Live album by Martyr
- Released: 2001
- Recorded: Summer 2001 in Rouyn-Noranda, Quebec, Canada
- Genre: Technical death metal
- Length: 41:20
- Label: Skyscraper Music

Martyr chronology
| Warp Zone (2000) | Extracting the Core (2001) | Feeding the Abscess (2006) |

= Extracting the Core =

Extracting the Core is Martyr's only live album. It was recorded in Summer 2001 in Rouyn-Noranda, Canada and was released by Skyscraper Music. The album came in a multimedia disk which contained the songs, live photos, and videos.

•••

■ REQUIRED TASK 1 ■
What did the multimedia disk of the album described above contain?

■ GIVEN DATA ■
•••

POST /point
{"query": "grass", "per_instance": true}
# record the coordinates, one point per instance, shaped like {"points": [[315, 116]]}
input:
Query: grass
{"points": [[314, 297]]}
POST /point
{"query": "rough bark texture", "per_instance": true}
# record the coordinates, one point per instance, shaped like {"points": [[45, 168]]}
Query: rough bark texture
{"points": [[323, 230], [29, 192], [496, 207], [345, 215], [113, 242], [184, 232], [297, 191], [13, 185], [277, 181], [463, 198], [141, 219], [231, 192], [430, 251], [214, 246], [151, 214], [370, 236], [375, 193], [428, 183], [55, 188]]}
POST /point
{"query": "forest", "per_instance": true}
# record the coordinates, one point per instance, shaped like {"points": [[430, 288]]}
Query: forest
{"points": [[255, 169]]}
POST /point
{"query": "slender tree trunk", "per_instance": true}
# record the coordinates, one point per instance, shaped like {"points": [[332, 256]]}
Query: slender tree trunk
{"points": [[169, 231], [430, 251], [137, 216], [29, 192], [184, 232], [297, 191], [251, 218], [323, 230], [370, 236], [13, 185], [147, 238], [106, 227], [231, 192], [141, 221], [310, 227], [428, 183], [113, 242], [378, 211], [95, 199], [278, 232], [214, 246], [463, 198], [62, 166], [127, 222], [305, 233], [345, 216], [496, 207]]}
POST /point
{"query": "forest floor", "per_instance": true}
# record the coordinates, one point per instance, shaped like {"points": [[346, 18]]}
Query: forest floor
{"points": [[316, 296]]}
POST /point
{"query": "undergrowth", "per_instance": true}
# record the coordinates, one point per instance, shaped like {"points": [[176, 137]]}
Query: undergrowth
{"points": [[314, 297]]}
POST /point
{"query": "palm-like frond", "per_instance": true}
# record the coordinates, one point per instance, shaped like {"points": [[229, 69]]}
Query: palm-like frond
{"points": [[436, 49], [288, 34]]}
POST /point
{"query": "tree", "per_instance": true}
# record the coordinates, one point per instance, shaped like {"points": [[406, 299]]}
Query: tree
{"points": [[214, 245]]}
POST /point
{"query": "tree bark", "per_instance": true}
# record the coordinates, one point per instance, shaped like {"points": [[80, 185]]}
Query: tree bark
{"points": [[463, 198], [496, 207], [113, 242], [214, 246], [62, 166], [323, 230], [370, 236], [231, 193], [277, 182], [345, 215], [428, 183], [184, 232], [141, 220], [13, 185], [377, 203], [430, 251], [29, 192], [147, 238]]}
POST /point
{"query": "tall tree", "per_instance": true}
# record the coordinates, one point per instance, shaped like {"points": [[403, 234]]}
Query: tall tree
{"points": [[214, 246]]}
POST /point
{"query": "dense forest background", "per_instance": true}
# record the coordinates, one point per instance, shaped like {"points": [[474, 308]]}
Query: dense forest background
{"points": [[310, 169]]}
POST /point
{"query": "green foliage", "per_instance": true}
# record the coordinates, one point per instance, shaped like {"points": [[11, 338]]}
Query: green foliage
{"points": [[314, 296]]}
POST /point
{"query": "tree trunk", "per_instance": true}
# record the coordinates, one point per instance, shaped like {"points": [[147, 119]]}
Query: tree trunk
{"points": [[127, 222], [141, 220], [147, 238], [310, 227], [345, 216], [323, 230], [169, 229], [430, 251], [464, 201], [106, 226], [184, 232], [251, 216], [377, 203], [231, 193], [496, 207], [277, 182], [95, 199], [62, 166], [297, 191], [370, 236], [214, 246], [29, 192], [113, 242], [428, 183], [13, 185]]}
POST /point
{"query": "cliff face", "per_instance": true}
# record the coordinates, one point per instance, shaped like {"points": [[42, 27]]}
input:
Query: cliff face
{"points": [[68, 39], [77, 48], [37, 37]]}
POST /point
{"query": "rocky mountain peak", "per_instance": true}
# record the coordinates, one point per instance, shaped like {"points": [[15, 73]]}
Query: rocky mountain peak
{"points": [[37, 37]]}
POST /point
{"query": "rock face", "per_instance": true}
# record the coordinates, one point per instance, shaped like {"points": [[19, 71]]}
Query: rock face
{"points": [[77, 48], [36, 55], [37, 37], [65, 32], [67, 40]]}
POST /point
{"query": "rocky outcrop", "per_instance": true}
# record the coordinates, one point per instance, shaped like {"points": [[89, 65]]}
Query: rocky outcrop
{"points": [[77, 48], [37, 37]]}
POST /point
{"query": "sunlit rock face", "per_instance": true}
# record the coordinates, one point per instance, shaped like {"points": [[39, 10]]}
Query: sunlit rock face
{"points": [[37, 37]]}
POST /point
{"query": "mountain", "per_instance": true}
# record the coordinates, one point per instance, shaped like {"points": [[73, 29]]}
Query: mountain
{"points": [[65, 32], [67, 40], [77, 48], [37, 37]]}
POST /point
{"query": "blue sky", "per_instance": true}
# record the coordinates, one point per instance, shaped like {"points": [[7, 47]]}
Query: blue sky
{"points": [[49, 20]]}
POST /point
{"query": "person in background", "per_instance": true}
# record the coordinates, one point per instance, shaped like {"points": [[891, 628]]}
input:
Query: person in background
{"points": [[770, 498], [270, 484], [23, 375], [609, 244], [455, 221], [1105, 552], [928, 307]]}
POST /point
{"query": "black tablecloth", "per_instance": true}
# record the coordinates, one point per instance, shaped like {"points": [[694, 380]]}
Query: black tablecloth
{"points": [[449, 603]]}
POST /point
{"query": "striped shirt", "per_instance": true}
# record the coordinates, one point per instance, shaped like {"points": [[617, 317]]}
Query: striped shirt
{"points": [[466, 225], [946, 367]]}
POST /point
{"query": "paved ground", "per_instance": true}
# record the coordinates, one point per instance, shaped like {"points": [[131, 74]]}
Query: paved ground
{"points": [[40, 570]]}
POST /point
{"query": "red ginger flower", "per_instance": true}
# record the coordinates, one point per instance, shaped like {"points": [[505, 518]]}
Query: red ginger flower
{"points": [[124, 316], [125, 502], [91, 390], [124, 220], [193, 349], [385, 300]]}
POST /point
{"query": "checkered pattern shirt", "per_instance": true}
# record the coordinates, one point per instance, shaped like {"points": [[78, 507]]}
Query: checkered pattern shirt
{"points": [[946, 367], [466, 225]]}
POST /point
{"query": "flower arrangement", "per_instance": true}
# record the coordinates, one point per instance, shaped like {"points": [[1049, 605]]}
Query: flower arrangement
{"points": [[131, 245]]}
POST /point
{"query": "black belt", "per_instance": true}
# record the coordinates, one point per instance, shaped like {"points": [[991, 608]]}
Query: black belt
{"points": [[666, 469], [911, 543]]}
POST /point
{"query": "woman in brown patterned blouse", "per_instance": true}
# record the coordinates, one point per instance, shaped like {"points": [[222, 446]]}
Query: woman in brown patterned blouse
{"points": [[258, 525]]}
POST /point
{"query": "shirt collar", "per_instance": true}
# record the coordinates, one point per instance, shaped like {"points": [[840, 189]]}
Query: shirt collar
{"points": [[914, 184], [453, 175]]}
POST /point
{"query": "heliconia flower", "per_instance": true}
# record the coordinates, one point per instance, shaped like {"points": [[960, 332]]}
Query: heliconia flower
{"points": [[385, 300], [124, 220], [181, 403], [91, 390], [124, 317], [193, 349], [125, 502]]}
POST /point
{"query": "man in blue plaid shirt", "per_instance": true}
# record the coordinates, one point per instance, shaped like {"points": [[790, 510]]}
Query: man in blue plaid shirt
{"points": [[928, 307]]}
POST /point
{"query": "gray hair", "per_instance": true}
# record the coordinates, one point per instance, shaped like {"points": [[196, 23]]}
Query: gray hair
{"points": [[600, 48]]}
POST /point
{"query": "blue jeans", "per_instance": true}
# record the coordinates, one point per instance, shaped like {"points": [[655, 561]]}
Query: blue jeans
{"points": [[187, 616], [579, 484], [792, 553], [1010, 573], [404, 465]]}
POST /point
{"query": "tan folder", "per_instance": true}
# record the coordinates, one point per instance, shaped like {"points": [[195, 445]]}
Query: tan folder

•••

■ REQUIRED TASK 2 ■
Identify each line in the records that contains the word "green", and copy those lines.

■ WRITTEN REPLY 1 ■
The songs, live photos, and videos.

■ WRITTEN REPLY 2 ■
{"query": "green foliage", "per_instance": true}
Query: green foliage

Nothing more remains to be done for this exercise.